The name Shikumen is the amalgam of three Mandarin words that translate as ‘stone gate’ and the intention is for the restaurant’s interior to reflect some of the style and architecture associated with Shanghai in the 1940s. My overall impression is that this still needs further refinement and may even be impossible to reproduce given this large, ultra-modern interior. But the restaurant’s two particular gastronomic attractions – its dim sum and its Peking duck – really benefit from physical attractions that are not normally associated with Chinese restaurants in London.

Unusually, at Shikumen there is plenty of natural light to eat by. There is space between the tables and room for small children to wander within their parents’ vision. The service is actually friendly; for probably the first time in any Chinese restaurant I have ever visited I was actually complimented by a Chinese waiter on the range of dim sum I ordered! The downside, however, of Shikumen’s being a Chinese restaurant that is part of a hotel, neither of them generically famous for caring too much about the subtleties of the art of the restaurateur, is having to listen to a sound system that plays the most mind-numbing music imaginable.

But we were here for the Peking duck and the dim sum and neither disappointed. The former is as good as that served at Min Jiang, the Chinese restaurant on top of the Royal Garden Hotel, Kensington, hitherto my London benchmark for this dish, and is presented with the same ceremony.

::::::::::

**REQUEST 1:**
Decide whether each statement agrees with the restaurant review. Answer yes or no for each, and quote the words of the review that settle it.
(a) The name Shikumen comes from Mandarin words meaning "stone gate."
(b) The tables at Shikumen are set close together.
(c) The Peking duck at Shikumen was a disappointment.

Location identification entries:
::::::::::

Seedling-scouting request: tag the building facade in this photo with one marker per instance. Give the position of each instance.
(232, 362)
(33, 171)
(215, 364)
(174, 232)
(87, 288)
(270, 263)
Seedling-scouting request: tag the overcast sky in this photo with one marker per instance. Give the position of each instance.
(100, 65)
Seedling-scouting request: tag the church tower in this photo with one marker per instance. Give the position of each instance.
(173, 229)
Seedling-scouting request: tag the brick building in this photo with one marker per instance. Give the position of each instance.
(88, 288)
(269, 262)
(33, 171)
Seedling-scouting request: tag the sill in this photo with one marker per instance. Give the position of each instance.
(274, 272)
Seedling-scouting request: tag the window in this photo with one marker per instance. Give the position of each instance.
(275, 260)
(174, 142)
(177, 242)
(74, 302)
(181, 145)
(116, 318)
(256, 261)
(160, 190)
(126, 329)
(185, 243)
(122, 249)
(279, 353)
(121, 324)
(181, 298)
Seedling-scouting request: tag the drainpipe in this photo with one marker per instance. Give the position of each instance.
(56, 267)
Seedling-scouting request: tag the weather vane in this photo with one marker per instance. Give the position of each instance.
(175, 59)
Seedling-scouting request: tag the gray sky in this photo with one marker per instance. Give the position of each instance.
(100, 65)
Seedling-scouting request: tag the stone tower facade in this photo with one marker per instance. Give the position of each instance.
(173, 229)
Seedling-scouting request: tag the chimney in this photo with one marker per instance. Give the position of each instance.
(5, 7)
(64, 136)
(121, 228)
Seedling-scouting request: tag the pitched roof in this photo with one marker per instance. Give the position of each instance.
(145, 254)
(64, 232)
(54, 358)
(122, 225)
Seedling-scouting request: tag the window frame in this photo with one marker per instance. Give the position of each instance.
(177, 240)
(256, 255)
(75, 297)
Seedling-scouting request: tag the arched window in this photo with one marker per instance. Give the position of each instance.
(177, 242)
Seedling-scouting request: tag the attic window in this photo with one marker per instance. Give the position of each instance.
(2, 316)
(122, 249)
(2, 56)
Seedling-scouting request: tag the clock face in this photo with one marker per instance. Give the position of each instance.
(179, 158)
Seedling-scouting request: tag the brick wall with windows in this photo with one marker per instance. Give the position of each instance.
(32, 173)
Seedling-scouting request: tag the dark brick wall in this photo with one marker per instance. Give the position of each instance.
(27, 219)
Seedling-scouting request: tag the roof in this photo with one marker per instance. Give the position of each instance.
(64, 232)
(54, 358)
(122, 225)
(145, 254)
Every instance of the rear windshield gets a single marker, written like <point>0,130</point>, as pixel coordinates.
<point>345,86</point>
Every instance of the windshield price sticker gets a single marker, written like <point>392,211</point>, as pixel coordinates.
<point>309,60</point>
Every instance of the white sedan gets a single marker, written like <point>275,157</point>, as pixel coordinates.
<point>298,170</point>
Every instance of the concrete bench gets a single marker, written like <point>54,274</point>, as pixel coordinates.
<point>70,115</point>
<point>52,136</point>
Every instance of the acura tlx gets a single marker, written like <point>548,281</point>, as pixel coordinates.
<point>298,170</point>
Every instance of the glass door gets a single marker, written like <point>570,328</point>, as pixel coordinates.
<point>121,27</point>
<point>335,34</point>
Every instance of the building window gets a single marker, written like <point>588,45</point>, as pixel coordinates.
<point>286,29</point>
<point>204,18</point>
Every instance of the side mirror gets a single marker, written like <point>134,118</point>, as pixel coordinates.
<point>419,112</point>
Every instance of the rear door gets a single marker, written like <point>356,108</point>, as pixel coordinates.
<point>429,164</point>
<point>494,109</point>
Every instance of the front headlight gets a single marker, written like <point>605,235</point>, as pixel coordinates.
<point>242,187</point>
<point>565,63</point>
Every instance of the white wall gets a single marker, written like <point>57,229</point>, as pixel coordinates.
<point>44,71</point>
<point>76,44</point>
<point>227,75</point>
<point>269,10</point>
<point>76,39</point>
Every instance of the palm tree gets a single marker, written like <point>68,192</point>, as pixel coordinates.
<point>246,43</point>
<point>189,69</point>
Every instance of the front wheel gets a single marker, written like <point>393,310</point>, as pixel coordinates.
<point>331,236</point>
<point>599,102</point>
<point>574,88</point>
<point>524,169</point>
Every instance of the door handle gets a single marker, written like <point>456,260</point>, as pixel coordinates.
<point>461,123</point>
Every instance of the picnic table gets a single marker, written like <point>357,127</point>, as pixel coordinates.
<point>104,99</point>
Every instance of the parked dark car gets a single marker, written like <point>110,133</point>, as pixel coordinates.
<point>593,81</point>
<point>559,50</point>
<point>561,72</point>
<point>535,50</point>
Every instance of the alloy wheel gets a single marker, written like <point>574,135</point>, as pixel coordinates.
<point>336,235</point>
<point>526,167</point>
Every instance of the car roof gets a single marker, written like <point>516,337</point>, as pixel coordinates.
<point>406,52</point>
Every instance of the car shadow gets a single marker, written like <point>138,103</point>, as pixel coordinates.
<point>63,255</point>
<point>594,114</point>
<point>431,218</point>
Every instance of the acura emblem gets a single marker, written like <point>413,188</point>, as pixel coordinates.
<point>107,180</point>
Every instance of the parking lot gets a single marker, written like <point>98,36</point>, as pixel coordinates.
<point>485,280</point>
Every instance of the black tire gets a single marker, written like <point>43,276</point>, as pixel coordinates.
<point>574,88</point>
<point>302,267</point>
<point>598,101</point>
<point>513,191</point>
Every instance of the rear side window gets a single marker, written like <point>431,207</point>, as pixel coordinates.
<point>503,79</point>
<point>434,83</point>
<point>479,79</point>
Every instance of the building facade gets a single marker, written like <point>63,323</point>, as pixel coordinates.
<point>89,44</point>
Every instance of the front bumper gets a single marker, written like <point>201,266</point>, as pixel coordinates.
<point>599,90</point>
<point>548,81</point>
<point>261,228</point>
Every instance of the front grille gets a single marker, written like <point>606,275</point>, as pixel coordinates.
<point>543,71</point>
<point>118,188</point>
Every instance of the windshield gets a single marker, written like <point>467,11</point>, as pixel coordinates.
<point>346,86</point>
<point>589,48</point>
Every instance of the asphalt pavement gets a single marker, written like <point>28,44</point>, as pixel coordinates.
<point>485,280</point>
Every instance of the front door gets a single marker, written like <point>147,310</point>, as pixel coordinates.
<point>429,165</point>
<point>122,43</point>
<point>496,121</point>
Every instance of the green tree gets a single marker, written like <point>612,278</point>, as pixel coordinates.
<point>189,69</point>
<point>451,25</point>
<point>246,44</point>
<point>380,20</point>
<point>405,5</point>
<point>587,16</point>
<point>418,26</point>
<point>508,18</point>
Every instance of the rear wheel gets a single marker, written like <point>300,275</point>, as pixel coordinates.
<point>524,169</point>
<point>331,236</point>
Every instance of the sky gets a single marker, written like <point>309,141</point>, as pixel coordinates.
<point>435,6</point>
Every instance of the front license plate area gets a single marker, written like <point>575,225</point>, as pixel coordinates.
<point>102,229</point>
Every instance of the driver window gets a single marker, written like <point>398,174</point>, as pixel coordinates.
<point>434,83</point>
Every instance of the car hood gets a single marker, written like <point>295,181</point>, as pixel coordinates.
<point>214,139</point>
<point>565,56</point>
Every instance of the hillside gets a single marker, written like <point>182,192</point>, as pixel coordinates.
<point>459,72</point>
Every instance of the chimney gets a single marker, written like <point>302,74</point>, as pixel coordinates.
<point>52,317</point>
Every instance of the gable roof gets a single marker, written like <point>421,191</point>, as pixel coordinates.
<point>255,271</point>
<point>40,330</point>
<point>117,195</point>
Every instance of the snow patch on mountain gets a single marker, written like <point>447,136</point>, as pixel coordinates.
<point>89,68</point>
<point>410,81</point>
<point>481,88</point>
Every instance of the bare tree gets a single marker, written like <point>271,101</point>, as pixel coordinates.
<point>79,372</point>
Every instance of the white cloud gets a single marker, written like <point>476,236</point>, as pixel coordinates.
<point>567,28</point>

::::::::::

**REQUEST 2:** Rewrite part of the rows as a numbered list with blank lines omitted. Begin at the row line that contains "Seedling-scouting request: tag the pitched" and stop after the row line that contains "<point>345,86</point>".

**TASK RESULT 1:**
(a) Yes: "three Mandarin words that translate as ‘stone gate’"
(b) No: "There is space between the tables"
(c) No: "neither disappointed"

**TASK RESULT 2:**
1. Seedling-scouting request: tag the pitched roof in this photo with one marker per instance. Give the position of each instance.
2. (145, 254)
3. (64, 232)
4. (54, 358)
5. (122, 225)
6. Seedling-scouting request: tag the window frame in this photo with one marker per instance. Give the position of each instance.
7. (177, 240)
8. (256, 255)
9. (75, 297)
10. Seedling-scouting request: tag the arched window in this photo with one marker per instance. Give the position of each instance.
11. (177, 242)
12. Seedling-scouting request: tag the attic window in this photo with one marker per instance. Give the position of each instance.
13. (2, 316)
14. (122, 249)
15. (2, 56)
16. Seedling-scouting request: tag the clock face in this photo with one marker per instance. Give the position of each instance.
17. (179, 158)
18. Seedling-scouting request: tag the brick wall with windows in this photo with one marker per instance. Give the position of each instance.
19. (32, 173)
20. Seedling-scouting request: tag the dark brick wall in this photo with one marker per instance. Give the position of each instance.
21. (27, 219)
22. Seedling-scouting request: tag the roof in this photo with one marker per instance. Give the position of each instance.
23. (64, 232)
24. (54, 358)
25. (122, 225)
26. (145, 254)
27. Every instance of the rear windshield gets a single marker, written like <point>0,130</point>, as pixel coordinates.
28. <point>345,86</point>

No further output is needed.